- [Task list]:
(1) In the court report below on the Peninsula Plaza fight, what time did the dispute between the two groups break out?
(2) Using the court report below on the Peninsula Plaza fight, explain why the seven Myanmar nationals were sentenced to 12 months' jail.
(3) Continue the court report below on the Peninsula Plaza fight from its last sentence.

- [Text segment]:
_ _ _ _ _
Seven Myanmar nationals were sentenced to 12 months’ jail for rioting after they got into a fight with three fellow countrymen over cigarettes at Peninsula Plaza.
The court heard on Friday (13 October) that on 4 June this year, Cung San Eng, 26, Tluang Uk, 39, Ronal, 30, Lal Tha Siama, 25, Thaung Sun, 29, Van Liaw Aung, 30, Aung Maw, 23, and another unknown male had been consuming alcohol since 3pm near Peninsula Plaza. The seven accused, who pleaded guilty to one charge of rioting, are work permit holders working in marine dredging, shipyards and construction.
At about 10:35pm, a dispute broke out between the group of eight and a group of three other Myanmar nationals over cigarettes and a fight ensued.
One of the victims, Wunna, 32, fell as a result of the scuffle. Several of the accused rained punches on Wunna as he lay on the ground. Wunna’s friends Pyae Phyo Zaw, 31, and Min Zaw, 40, attempted to stop the fight but were also assaulted by the group.
_ _ _ _ _
- [Information given]:
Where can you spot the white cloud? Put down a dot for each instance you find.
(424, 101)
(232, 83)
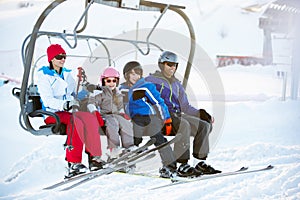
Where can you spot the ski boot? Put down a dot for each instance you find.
(96, 163)
(185, 170)
(75, 169)
(206, 169)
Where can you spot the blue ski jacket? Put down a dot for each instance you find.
(144, 100)
(173, 93)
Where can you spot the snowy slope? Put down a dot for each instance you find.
(259, 129)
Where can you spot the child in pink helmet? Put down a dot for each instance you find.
(109, 101)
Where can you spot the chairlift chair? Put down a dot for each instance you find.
(28, 95)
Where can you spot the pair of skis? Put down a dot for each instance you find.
(128, 159)
(243, 170)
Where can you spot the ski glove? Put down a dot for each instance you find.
(205, 116)
(168, 126)
(99, 118)
(125, 116)
(68, 105)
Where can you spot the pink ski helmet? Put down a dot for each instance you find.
(110, 72)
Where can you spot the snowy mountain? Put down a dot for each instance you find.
(258, 129)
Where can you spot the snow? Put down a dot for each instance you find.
(258, 129)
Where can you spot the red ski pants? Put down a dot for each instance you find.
(82, 128)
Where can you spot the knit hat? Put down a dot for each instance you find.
(54, 50)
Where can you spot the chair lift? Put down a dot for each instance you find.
(28, 95)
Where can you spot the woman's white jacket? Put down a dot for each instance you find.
(55, 89)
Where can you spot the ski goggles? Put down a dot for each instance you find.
(110, 80)
(60, 56)
(171, 64)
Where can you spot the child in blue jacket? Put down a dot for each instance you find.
(149, 114)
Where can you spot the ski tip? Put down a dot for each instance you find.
(243, 168)
(270, 167)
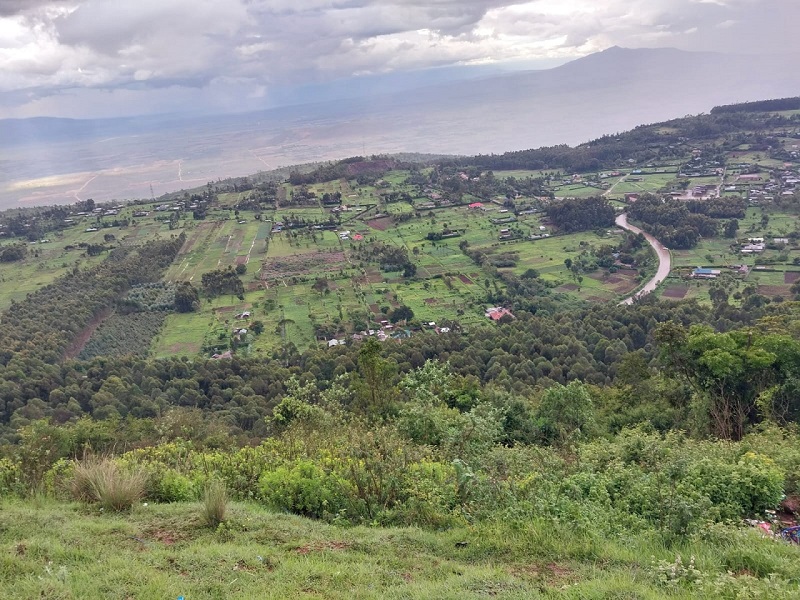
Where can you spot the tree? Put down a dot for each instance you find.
(13, 253)
(731, 227)
(401, 313)
(186, 297)
(374, 390)
(565, 413)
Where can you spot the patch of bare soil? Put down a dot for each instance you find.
(302, 264)
(677, 293)
(791, 276)
(80, 340)
(773, 290)
(321, 546)
(381, 224)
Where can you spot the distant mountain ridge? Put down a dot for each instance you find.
(603, 93)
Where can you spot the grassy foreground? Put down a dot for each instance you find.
(56, 550)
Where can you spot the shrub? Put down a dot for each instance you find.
(102, 481)
(304, 489)
(215, 503)
(167, 485)
(9, 477)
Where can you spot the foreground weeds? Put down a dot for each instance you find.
(57, 550)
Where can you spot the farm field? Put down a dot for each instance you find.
(327, 259)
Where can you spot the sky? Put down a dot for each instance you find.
(107, 58)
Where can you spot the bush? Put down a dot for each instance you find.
(9, 477)
(304, 489)
(103, 482)
(215, 503)
(167, 485)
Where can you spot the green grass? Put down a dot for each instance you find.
(67, 551)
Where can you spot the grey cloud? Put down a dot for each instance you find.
(10, 8)
(163, 45)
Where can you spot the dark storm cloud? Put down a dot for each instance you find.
(48, 46)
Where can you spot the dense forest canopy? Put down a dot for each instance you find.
(668, 420)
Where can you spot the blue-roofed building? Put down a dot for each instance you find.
(704, 273)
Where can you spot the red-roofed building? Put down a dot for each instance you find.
(496, 313)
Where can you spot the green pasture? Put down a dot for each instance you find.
(578, 190)
(648, 183)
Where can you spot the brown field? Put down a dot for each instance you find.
(287, 266)
(791, 276)
(677, 293)
(381, 224)
(774, 290)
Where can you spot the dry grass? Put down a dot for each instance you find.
(215, 503)
(102, 481)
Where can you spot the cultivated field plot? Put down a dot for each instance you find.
(636, 184)
(215, 244)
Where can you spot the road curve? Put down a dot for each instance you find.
(664, 259)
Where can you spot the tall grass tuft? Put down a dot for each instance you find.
(215, 503)
(103, 482)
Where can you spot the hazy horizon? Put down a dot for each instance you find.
(367, 76)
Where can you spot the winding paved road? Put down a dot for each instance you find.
(664, 259)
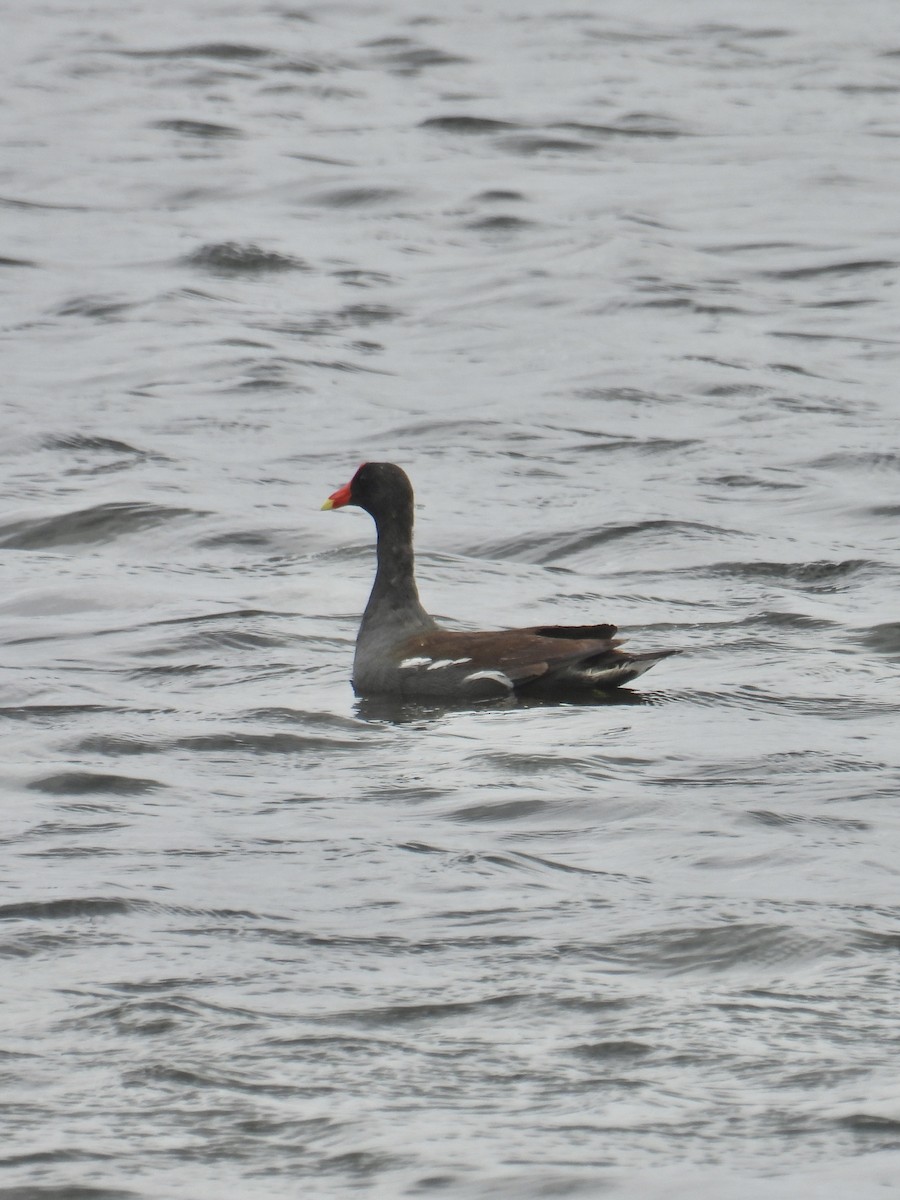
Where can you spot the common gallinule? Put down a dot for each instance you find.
(402, 652)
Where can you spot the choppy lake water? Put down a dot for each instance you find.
(618, 287)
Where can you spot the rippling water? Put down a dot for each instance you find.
(618, 288)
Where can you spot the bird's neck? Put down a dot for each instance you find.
(395, 597)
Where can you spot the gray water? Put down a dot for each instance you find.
(618, 286)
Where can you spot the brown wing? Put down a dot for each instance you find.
(521, 654)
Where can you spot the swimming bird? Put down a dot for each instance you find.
(402, 652)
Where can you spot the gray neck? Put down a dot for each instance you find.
(395, 597)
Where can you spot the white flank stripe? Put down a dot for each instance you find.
(497, 676)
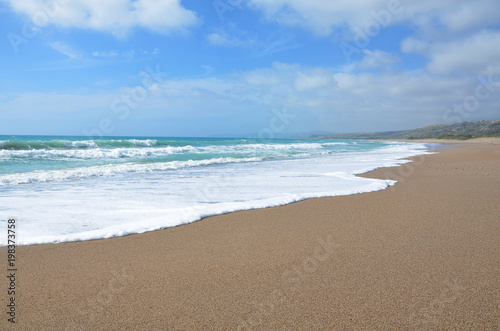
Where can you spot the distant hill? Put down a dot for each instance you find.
(461, 130)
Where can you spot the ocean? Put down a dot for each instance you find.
(65, 188)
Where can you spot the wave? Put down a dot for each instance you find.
(133, 148)
(61, 144)
(110, 170)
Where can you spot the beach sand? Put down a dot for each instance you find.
(423, 254)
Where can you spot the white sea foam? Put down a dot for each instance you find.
(110, 200)
(109, 170)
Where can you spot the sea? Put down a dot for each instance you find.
(69, 188)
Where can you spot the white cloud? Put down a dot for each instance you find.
(376, 59)
(221, 39)
(105, 53)
(115, 16)
(323, 16)
(477, 54)
(65, 50)
(332, 98)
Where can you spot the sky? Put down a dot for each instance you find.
(245, 68)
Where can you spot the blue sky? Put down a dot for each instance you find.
(245, 67)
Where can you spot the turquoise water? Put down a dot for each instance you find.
(75, 188)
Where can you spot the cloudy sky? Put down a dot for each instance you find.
(244, 67)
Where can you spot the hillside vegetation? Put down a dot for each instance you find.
(461, 130)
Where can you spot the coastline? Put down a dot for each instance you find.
(420, 254)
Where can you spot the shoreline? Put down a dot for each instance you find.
(379, 259)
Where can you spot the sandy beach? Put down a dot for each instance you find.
(421, 255)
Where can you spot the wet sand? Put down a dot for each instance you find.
(423, 254)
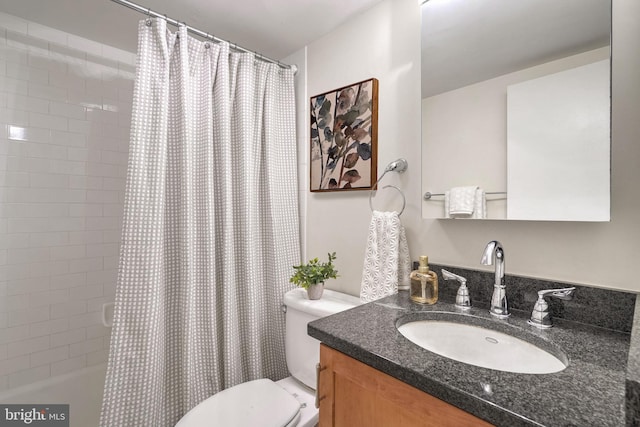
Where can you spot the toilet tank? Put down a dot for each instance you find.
(302, 351)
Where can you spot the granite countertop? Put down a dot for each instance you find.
(589, 392)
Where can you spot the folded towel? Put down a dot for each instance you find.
(465, 202)
(387, 263)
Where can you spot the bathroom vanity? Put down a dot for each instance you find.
(354, 394)
(372, 375)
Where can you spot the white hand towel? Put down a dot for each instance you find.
(461, 200)
(387, 263)
(465, 202)
(480, 205)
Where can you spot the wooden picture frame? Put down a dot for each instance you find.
(344, 138)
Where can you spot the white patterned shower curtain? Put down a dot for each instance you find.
(210, 228)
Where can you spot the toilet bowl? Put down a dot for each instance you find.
(290, 401)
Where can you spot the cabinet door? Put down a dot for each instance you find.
(353, 394)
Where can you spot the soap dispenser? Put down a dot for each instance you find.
(424, 283)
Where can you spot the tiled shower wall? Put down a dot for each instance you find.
(65, 106)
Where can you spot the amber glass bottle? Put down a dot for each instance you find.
(424, 283)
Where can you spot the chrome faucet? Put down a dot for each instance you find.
(540, 316)
(494, 253)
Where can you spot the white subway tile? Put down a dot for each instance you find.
(96, 331)
(95, 304)
(85, 182)
(68, 139)
(102, 196)
(37, 225)
(68, 252)
(111, 262)
(68, 365)
(85, 292)
(14, 85)
(27, 286)
(104, 223)
(103, 250)
(111, 236)
(14, 302)
(31, 345)
(42, 299)
(48, 121)
(28, 255)
(85, 320)
(12, 334)
(46, 62)
(14, 179)
(88, 346)
(68, 280)
(48, 239)
(97, 357)
(29, 376)
(47, 33)
(17, 118)
(84, 209)
(24, 72)
(48, 327)
(113, 209)
(14, 364)
(36, 269)
(13, 23)
(68, 337)
(71, 111)
(85, 237)
(69, 167)
(27, 316)
(27, 103)
(80, 126)
(66, 309)
(101, 276)
(85, 264)
(49, 356)
(46, 91)
(48, 180)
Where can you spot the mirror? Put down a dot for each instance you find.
(516, 101)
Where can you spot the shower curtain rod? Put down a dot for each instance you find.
(201, 33)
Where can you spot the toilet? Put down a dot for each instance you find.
(288, 402)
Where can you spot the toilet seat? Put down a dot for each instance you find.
(255, 403)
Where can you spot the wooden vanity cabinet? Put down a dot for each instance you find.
(353, 394)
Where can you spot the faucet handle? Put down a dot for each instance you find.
(463, 300)
(540, 316)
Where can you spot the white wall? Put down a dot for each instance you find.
(599, 254)
(464, 135)
(384, 43)
(65, 106)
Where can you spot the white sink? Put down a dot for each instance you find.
(480, 346)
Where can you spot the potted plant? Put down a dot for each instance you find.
(311, 276)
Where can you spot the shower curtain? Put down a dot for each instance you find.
(210, 228)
_ _ _ _ _
- [Task answers]:
(1) At about 10:35pm.

(2) They were sentenced for rioting, to which they pleaded guilty, after their group got into a fight with three fellow Myanmar nationals over cigarettes at Peninsula Plaza.

(3)
The entire incident lasted for about one and a half minutes. Police arrived at 10:45pm and arrested Cung San Eng, Tluang Uk and Ronal. The rest were arrested after follow-up investigations.
Deputy Public Prosecutor Claire Poh asked for a sentence of at least nine months for each of the accused, whom she said were part of an unlawful assembly. DPP Poh pointed out that the injuries to Wunna were not minor and that he had suffered a partially dislocated right foot and was given a week’s medical leave.
In mitigation, the seven Myanmar nationals, who were unrepresented, said through an interpreter that they hoped for leniency. They told the court they were supporting their families in Myanmar and did not have income for four months since they were remanded.
Referring to the December 2013 Little India riot, District Judge Imran Abdul Hamid said that Singapore takes a “very serious view of rioting offences”. As such, he said that the sentencing needed to be a deterrent so that Peninsula Plaza, commonly known as “Little Myanmar”, does not go the way of Little India.
DJ Imran backdated each person’s sentences to the date when they were first remanded in June.
Addressing the group, DJ Imran said, “My advice to you when you go back to Myanmar, tell your friends and family desiring to come to Singapore: Don’t mess around with our laws.”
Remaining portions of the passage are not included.